» What to produce:
An exact copy of the records is required, minus the pictures they hold.

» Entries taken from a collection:
━━━━

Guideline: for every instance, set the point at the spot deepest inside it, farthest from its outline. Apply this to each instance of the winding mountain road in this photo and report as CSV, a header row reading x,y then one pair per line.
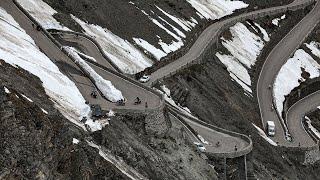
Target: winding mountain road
x,y
276,59
210,35
130,90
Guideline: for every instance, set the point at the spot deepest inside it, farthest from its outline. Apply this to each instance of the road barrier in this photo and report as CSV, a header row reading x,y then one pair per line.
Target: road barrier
x,y
90,39
238,153
59,45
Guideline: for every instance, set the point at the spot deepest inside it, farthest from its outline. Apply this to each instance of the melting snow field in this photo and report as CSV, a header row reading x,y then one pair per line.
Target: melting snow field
x,y
313,129
18,49
177,34
276,21
43,13
290,73
212,9
244,48
121,52
215,9
264,136
104,86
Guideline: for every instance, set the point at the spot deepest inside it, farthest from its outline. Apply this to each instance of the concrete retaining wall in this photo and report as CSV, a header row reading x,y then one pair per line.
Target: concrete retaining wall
x,y
234,154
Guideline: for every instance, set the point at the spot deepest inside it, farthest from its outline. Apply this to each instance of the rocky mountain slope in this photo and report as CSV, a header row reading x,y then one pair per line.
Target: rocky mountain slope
x,y
211,92
38,142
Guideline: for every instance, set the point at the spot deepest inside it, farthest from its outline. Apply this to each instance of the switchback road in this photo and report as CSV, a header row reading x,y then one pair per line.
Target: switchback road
x,y
276,59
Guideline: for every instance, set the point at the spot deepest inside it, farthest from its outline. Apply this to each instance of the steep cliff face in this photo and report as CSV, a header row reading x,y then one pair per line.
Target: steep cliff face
x,y
38,142
210,93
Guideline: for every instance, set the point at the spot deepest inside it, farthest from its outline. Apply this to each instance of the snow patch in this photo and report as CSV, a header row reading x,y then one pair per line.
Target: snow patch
x,y
104,86
75,141
43,14
121,52
30,100
215,9
6,90
44,111
244,47
277,20
157,53
116,161
290,74
313,129
314,47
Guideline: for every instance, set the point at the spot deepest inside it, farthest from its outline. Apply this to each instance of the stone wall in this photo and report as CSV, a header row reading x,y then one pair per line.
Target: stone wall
x,y
156,123
312,156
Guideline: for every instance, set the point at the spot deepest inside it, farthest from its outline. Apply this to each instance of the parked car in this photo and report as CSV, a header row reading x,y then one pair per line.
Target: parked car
x,y
200,147
144,79
96,110
271,128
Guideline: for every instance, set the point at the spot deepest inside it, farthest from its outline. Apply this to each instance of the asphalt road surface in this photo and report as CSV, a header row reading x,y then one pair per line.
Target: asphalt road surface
x,y
278,56
66,65
208,35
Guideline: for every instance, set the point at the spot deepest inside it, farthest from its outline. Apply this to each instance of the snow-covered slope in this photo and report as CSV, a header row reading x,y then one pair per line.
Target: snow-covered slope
x,y
127,57
104,86
215,9
244,48
18,49
124,54
43,13
179,28
290,75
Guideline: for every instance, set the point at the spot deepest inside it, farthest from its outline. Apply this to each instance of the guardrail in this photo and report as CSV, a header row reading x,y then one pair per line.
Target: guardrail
x,y
283,121
229,22
59,45
240,152
110,70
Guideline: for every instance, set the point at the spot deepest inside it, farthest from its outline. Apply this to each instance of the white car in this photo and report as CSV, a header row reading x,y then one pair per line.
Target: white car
x,y
144,79
200,147
271,128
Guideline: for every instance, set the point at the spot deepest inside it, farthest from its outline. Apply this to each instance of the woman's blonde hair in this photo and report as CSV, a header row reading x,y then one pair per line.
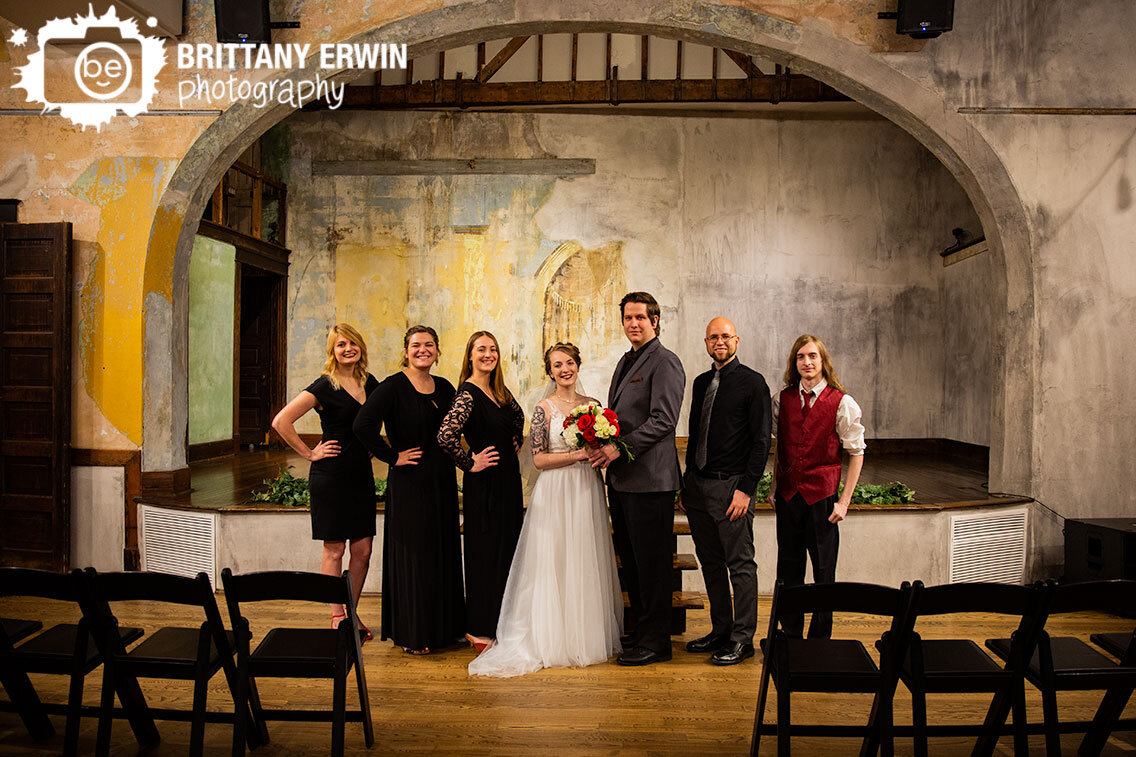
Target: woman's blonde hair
x,y
792,376
331,367
501,392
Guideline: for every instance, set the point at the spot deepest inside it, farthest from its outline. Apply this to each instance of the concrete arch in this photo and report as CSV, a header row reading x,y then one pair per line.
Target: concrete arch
x,y
808,49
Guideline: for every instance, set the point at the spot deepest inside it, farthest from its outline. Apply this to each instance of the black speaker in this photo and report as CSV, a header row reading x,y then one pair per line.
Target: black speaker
x,y
1100,548
925,18
242,21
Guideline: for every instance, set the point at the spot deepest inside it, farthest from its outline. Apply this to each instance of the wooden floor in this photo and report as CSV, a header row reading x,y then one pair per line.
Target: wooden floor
x,y
938,480
431,705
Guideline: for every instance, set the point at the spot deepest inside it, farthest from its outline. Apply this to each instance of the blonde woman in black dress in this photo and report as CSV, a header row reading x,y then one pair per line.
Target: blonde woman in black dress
x,y
340,480
423,604
486,413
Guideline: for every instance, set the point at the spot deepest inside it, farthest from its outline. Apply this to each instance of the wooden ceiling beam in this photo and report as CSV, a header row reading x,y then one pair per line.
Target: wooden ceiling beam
x,y
466,93
500,59
745,63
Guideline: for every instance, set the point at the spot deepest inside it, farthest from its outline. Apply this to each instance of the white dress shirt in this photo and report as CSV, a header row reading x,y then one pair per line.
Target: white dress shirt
x,y
849,415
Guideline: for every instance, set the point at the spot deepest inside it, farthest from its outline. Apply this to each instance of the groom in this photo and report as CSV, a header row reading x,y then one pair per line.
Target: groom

━━━━

» Correct answer:
Guideline: for every instance, set the point at the spot deepest inside it, farthest from its outline. Apply this to each instance of the winding mountain road in this photo and report as CSV, a header row reading x,y then one pair per line.
Target: winding mountain road
x,y
276,59
210,35
130,90
Guideline: for every instance, set the point at the spot deepest inside it, farthest from its outline. Apply this to each instance of the road barrier in this photo and report as CSV, a header row reading x,y then one pair per line.
Target: road barrier
x,y
90,39
238,153
59,45
Guideline: for every instance, set the point at the spot deepest inside it, farthest from its outline. Apply this to each instance of the melting snow field in this photo and report as CSV, a header row reading x,y then one pair per line.
Target: melting snow field
x,y
313,129
18,49
177,34
276,21
43,13
290,73
212,9
244,48
121,52
215,9
264,136
104,86
Guideline: for every instance, set the point at the spot deepest inside it, farthest from its outline. Apply this to each instance of the concrete retaining wall in this photo and report as CSV, a header row reading x,y then one pair per line.
Target: concrete retaining wall
x,y
234,154
Guideline: for every instance, set the point at the spot deepest inside it, farthest from its outline. Apply this to each instance of the rocky mountain slope in this photo and report as CSV, a header row reading x,y then one pair per line.
Target: rocky mountain slope
x,y
211,92
38,142
Guideline: for every instance, set the point at the spot deepest inside it, farthest from its outline. Apply this to each instance of the switchback road in this photo and report as CSV, a header row reading x,y then one pair per line.
Target: switchback road
x,y
276,59
Guideline: for every instance, set the point at the spot deepest inside it, farthest from its outline. Apply this to each instance of the steep cliff face in this photo and report as CSV, a header row reading x,y then one pair per line.
Target: steep cliff face
x,y
38,142
210,93
Guideline: for every instance, set the point at the spot deepest inside it, farthest from its outline. Apply this to each instance of the snow patch in this photo and report as CSV, a header row reading x,y then one pair per line.
Target: snow patch
x,y
104,86
75,141
43,14
121,52
30,100
215,9
6,90
44,111
244,47
277,20
157,53
116,161
290,74
313,129
314,47
Guideline: for every instance, set the point at the spot deepest inside it, farthest from its outline. Apply this to each instance of the stone wall in this photo and report as CSV, a header row reading x,y then one pair per line.
Target: stone wall
x,y
156,123
312,156
Guideline: for every instance, set the point at the spot deepest inside it, farthest from its outline. Apply this to each instance of the parked car in this photo and report as CSV, a header row reading x,y then one pair per line.
Target: parked car
x,y
200,147
144,79
96,110
271,128
Guideline: for every instance, set the point at the spot deepest inside it, farthest from its outline. Apply this to each instance of the asphalt road surface in this photo and report as CSV, a header row reading x,y then one pair per line.
Target: asphalt road surface
x,y
278,56
66,65
208,35
Guideline: for every instance, set the point at the spot deepest inside it, farthest from its outline. Apply this to each instance of the snow-covered slope in this photo and report as CSV, a header row reading x,y then one pair per line.
Target: snow-covered slope
x,y
127,57
104,86
215,9
244,48
18,49
124,54
43,13
179,28
290,75
Guideline: for every instance, set the point at the spot deepest inside it, farthest from its outline. Apply this to each instance of the guardrail in this photo and report as CSV, a header row reading x,y then one pair per line.
Target: guardrail
x,y
283,121
229,22
59,45
240,152
110,70
Guideline: for every instance, set the point at the spot deepest inside it, farthest from its outline. Apply this to each instance of the white car in this photo and report as CSV, a header row reading x,y then one pair per line.
Target: white car
x,y
144,79
200,147
271,128
Guideline: for every instance, set the point at the spot deepest inside it, farthest from its outline. Apply this to each instance of the woman's blonde hair in this photo and report as CSV, a header row reading x,y then one pair per line.
Target: woman's blonde hair
x,y
792,376
331,367
501,392
Guideline: for every instance, set the point at the spot deepest inside it, farthest from its outline. Apply this to each instance of the concrete arch in this photo and report as CSV, a header row reading x,y then one pair per line.
Target: concrete arch
x,y
808,49
Guideline: for every instance, set the point at the spot deepest inside it, farthest from its outline. Apply this to each instance of the black speaker in this photo and report as CSV, a header row reading x,y then one pair per line.
Target: black speaker
x,y
1100,548
925,18
242,21
Guideline: for every instance, set the point at the spot deepest inside it, farthest from its outline. Apply this to each instance of the wooden floor in this photo and report as CSV, a header row reading x,y then one pair per line.
Target: wooden floor
x,y
938,480
431,705
Guideline: for every instance, set the point at the spot deepest inside it, farthest from its outline. Apply this to each instance of the blonde woman in black dress in this photo and report as CSV, a header row reading x,y then one pair per line.
Target: blonde woman in black dress
x,y
340,480
423,604
486,413
Guideline: for every instance, set the point at the spot deepest inside it, farthest from its outline. Apply this to each instance of the wooden ceiling beam in this photo and report as CSV, a header row reading x,y then one pair per line.
Target: wooden ceiling beam
x,y
466,93
500,59
745,63
Guideline: for every instance, set the point at the spot deepest inside it, farthest from its outline. Apply this to each instance of the white dress shirt in this photo and report as CSV, a header row reading x,y then one pair per line.
Target: white dress shirt
x,y
849,415
Guideline: for every instance, set the point at the spot deepest inside it, farthest from its outline. Apply this to each instance of the groom in this photo and report as CSV, a header row reading x,y then one pair per line.
Target: groom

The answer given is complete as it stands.